┌──
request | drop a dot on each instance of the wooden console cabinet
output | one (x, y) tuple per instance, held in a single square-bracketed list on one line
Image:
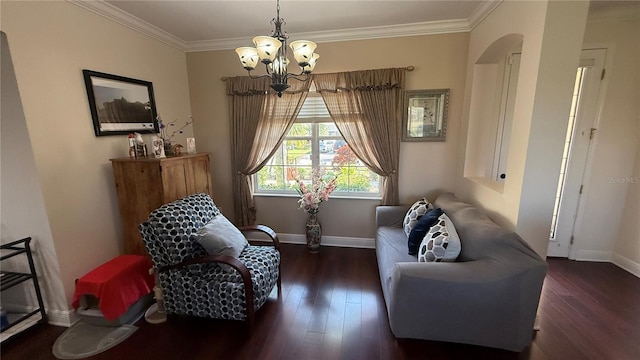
[(143, 185)]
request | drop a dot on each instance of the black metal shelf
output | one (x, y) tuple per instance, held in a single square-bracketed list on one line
[(9, 279)]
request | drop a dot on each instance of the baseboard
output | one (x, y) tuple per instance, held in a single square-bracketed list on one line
[(626, 264), (591, 255), (339, 241)]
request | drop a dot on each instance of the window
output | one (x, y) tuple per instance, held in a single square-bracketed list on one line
[(314, 141)]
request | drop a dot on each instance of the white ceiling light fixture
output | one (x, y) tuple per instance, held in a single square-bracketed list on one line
[(272, 51)]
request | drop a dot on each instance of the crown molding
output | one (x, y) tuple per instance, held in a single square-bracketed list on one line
[(483, 10), (619, 13), (112, 13), (377, 32)]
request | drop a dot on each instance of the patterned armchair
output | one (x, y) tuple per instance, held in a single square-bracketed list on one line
[(193, 282)]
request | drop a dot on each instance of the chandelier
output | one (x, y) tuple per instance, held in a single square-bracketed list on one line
[(272, 52)]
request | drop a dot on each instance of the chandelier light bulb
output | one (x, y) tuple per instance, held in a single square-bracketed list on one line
[(302, 51), (312, 64), (267, 48), (248, 57)]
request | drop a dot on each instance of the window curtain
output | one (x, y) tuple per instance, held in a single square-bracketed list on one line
[(367, 109), (259, 122)]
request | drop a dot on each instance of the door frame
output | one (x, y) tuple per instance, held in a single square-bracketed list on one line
[(584, 172)]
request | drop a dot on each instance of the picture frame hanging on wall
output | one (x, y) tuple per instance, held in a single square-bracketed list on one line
[(120, 105), (425, 115)]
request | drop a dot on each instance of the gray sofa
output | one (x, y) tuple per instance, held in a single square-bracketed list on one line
[(488, 296)]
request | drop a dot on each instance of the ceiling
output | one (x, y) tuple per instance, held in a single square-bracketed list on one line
[(224, 24), (196, 25)]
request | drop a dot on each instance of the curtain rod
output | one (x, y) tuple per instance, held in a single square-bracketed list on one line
[(407, 68)]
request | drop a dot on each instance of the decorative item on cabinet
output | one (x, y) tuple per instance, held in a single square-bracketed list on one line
[(144, 185)]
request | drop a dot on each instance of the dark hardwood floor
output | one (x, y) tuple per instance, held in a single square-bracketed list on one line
[(332, 307)]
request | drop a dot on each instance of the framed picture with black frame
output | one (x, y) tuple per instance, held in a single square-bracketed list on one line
[(120, 105)]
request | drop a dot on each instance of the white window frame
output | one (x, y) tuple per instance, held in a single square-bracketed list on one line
[(315, 117)]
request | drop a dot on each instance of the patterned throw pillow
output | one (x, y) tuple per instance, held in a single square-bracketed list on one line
[(421, 228), (441, 243), (416, 211)]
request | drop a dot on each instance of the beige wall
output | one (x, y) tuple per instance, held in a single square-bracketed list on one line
[(51, 42), (612, 180), (552, 37), (425, 168)]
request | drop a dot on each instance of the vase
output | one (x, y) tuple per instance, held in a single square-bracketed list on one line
[(314, 233)]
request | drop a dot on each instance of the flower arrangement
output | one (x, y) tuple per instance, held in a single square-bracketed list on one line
[(312, 196)]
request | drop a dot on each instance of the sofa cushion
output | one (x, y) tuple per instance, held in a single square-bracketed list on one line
[(441, 243), (415, 212), (421, 228)]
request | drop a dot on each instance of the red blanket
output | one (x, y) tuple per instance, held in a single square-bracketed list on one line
[(117, 284)]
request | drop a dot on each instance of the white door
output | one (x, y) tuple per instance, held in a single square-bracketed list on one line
[(580, 133)]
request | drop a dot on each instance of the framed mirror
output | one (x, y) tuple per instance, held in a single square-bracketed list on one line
[(425, 115)]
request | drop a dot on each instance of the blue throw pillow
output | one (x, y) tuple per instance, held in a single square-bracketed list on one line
[(421, 228)]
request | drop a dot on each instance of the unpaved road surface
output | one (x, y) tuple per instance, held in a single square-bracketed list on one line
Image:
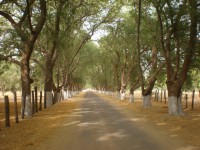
[(100, 125)]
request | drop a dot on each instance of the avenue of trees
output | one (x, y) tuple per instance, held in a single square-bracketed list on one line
[(142, 44)]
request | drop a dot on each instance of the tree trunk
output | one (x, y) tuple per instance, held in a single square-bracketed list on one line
[(48, 82), (131, 95), (174, 99), (146, 101), (118, 94), (26, 83)]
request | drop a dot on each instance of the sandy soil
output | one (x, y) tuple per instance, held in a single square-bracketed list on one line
[(31, 132)]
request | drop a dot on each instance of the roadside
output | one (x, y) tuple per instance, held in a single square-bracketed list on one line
[(185, 128), (30, 133)]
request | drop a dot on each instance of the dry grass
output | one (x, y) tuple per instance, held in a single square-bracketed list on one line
[(184, 127), (30, 132)]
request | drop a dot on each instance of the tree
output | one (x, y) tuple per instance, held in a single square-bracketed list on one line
[(178, 37), (28, 26)]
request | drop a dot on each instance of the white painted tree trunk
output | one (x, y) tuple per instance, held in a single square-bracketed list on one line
[(58, 96), (175, 106), (123, 96), (131, 98), (49, 99), (28, 110), (117, 95), (146, 101), (65, 94)]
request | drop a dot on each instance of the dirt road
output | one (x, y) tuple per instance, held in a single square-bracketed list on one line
[(99, 125)]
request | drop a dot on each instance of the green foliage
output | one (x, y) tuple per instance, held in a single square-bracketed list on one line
[(9, 77)]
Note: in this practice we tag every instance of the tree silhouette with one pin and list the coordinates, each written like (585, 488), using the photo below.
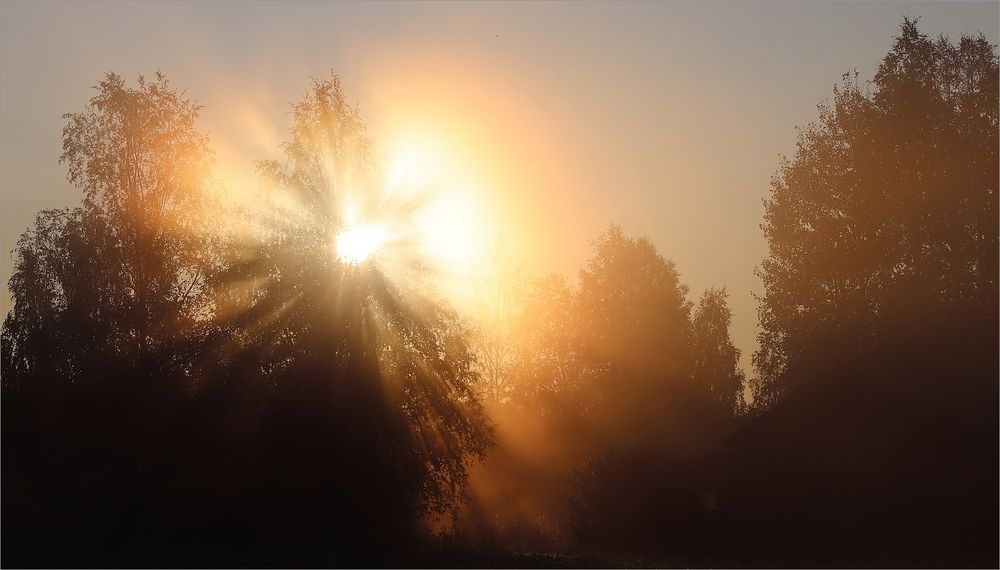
(372, 372)
(877, 366)
(717, 360)
(128, 271)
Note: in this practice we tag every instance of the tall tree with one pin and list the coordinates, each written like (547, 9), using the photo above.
(129, 270)
(716, 359)
(888, 209)
(372, 368)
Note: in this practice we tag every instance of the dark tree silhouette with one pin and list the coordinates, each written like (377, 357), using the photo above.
(717, 360)
(175, 396)
(878, 365)
(887, 211)
(364, 383)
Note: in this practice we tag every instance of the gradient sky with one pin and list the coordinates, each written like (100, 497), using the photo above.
(667, 118)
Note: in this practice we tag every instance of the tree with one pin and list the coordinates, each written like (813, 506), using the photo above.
(128, 271)
(634, 319)
(876, 382)
(369, 367)
(887, 211)
(717, 360)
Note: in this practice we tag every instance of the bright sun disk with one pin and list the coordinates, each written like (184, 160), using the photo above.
(358, 243)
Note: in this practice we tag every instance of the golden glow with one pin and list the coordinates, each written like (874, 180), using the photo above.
(358, 243)
(449, 224)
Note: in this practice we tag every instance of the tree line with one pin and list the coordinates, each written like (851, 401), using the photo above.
(182, 390)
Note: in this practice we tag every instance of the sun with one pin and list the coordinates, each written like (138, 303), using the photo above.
(358, 243)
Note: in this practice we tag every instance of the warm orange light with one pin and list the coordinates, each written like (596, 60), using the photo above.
(358, 243)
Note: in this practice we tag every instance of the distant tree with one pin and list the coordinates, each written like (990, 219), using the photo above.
(716, 359)
(888, 209)
(547, 366)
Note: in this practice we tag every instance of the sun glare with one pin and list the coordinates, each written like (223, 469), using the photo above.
(358, 243)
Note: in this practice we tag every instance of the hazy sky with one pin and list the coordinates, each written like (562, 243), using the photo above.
(667, 118)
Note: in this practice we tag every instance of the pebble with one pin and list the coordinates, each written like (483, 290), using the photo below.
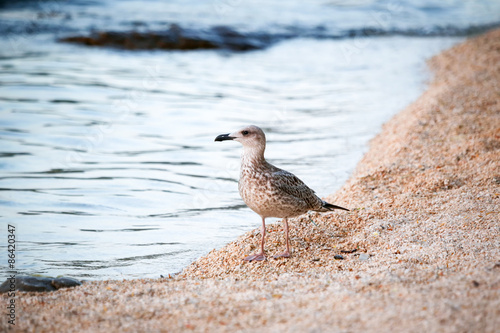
(364, 256)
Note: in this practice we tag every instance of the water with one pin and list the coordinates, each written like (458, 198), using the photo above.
(108, 167)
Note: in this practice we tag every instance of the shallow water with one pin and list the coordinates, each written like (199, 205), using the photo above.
(108, 168)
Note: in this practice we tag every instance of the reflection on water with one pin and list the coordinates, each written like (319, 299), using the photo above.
(108, 163)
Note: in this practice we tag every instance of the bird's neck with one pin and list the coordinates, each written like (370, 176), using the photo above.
(252, 156)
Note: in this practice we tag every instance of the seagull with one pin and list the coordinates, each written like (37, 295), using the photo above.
(270, 191)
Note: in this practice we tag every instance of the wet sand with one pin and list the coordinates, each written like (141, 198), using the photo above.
(420, 248)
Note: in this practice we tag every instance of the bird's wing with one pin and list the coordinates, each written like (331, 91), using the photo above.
(290, 184)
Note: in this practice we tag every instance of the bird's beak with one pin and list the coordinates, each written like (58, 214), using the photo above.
(224, 137)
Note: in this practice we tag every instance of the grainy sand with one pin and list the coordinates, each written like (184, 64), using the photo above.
(425, 226)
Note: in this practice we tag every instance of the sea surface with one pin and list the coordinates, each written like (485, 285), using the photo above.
(108, 165)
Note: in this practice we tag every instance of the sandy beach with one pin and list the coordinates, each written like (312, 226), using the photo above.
(420, 247)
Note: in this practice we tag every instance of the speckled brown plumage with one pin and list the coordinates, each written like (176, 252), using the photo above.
(268, 190)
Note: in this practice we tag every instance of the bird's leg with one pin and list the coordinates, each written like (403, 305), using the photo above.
(261, 255)
(285, 254)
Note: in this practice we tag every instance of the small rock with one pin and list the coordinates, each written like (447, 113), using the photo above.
(364, 256)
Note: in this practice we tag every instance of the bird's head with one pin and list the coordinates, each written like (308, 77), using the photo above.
(249, 136)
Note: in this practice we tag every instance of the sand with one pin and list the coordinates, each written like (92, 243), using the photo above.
(421, 246)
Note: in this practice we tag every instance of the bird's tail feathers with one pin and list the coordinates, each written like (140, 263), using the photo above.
(329, 206)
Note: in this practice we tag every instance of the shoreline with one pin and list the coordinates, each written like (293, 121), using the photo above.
(424, 225)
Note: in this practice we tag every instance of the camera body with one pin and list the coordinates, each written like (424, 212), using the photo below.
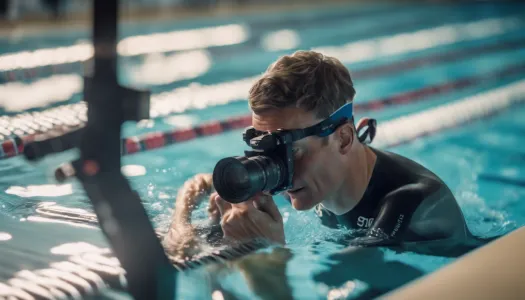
(268, 167)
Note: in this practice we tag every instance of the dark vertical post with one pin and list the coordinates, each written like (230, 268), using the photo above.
(119, 209)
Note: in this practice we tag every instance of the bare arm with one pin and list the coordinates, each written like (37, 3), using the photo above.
(181, 240)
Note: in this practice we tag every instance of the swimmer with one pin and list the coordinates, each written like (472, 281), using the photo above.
(390, 200)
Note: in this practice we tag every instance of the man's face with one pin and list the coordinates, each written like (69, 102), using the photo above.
(317, 161)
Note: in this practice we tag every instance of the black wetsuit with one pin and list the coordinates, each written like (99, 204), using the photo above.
(406, 206)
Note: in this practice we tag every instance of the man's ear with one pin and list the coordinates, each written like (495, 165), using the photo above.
(345, 137)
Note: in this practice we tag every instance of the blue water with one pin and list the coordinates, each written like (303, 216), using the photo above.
(481, 162)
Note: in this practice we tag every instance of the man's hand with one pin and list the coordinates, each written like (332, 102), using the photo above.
(258, 217)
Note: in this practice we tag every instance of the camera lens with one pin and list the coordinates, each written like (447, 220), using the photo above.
(236, 179)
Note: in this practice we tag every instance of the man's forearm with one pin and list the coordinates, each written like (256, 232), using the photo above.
(181, 239)
(190, 195)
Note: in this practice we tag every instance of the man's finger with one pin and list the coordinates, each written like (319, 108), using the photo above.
(266, 204)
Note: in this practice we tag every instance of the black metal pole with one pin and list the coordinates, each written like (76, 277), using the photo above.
(120, 213)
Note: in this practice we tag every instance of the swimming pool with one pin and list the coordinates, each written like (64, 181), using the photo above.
(480, 161)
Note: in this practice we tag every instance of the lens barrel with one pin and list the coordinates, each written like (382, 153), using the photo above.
(237, 179)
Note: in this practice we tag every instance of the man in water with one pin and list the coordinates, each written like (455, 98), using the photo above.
(389, 200)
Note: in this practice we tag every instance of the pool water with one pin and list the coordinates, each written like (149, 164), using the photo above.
(481, 162)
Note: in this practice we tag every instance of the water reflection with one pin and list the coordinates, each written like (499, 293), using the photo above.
(4, 236)
(44, 190)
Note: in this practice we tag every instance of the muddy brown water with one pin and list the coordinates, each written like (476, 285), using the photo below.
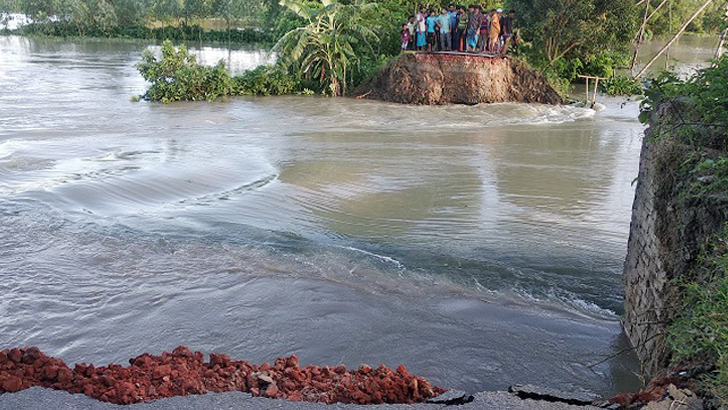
(480, 246)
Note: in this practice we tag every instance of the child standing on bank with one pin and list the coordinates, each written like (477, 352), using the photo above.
(405, 37)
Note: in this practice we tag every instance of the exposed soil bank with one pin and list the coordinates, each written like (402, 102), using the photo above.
(183, 372)
(433, 79)
(670, 224)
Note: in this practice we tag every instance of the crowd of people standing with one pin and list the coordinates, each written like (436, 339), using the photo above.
(456, 29)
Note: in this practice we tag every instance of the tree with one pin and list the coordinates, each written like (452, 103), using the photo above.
(560, 28)
(324, 48)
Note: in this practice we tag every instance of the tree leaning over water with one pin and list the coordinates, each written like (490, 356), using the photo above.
(330, 42)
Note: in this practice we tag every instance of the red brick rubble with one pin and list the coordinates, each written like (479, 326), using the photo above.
(184, 372)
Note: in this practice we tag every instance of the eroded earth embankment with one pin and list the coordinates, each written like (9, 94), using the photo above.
(433, 79)
(183, 372)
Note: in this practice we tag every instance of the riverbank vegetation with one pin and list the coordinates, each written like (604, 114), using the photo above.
(177, 76)
(336, 45)
(693, 114)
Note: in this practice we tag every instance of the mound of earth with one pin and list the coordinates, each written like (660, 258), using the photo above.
(183, 372)
(433, 79)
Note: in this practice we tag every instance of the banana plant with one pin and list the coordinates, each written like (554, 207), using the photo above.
(325, 47)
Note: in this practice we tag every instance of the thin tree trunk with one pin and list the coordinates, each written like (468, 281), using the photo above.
(640, 37)
(679, 33)
(721, 44)
(654, 12)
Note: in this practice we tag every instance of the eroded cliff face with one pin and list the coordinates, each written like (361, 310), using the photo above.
(668, 228)
(433, 79)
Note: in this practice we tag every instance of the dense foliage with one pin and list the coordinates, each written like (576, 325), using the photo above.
(566, 38)
(330, 42)
(103, 17)
(694, 113)
(183, 33)
(702, 117)
(178, 77)
(674, 13)
(621, 85)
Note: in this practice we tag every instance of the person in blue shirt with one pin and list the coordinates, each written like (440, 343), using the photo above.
(444, 22)
(431, 20)
(453, 26)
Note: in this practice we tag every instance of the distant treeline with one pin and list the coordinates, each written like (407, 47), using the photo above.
(237, 20)
(177, 34)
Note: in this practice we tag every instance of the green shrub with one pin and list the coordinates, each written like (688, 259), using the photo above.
(267, 80)
(178, 77)
(702, 99)
(621, 85)
(700, 333)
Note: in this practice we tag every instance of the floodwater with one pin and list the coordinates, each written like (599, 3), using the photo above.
(480, 246)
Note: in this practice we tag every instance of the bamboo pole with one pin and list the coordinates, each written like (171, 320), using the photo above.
(677, 35)
(721, 43)
(640, 37)
(654, 12)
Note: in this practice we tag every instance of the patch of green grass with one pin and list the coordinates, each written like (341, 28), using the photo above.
(699, 334)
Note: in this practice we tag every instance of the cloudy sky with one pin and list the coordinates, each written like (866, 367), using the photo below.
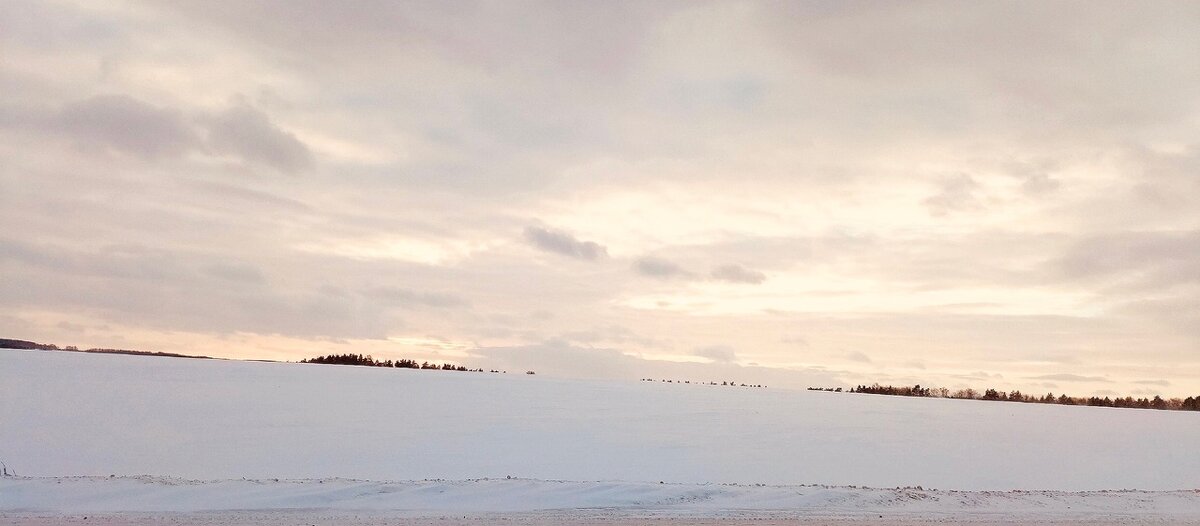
(955, 193)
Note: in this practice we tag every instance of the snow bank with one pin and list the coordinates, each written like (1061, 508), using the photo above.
(97, 414)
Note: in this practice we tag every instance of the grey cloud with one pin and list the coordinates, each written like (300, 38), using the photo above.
(738, 274)
(721, 353)
(954, 193)
(127, 125)
(408, 297)
(1153, 382)
(250, 135)
(858, 356)
(653, 267)
(1069, 377)
(564, 244)
(235, 272)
└──
Rewrite the entries from the first line through the line containing "[(272, 51)]", requests included, and shift each answer point by adding 66 to both of its coordinates. Leave the pictures out.

request | drop a dot on each instance of the wooden console cabinet
output | one (x, y) tuple per instance, held in a single square-bracketed list on one line
Image:
[(209, 251)]
request | drop a dot on each instance of the black metal shelf
output | one (x, y) tuple per instance, held in a single square-bracketed list on one line
[(75, 345)]
request | drop a dot on each instance of the baseboard
output | one (x, y) tuple per instance, held in a single square-bracketed list on one line
[(692, 330), (657, 321), (405, 307)]
request | drop a dot on each instance of the window
output | one (x, y) tuple per instance, held in a single square-bracketed list on one line
[(380, 207)]
request | drop a dot on each instance of the white ceiling light fixture
output | one (x, y) tuple per instance, held in a single square-bracketed list on one line
[(338, 117)]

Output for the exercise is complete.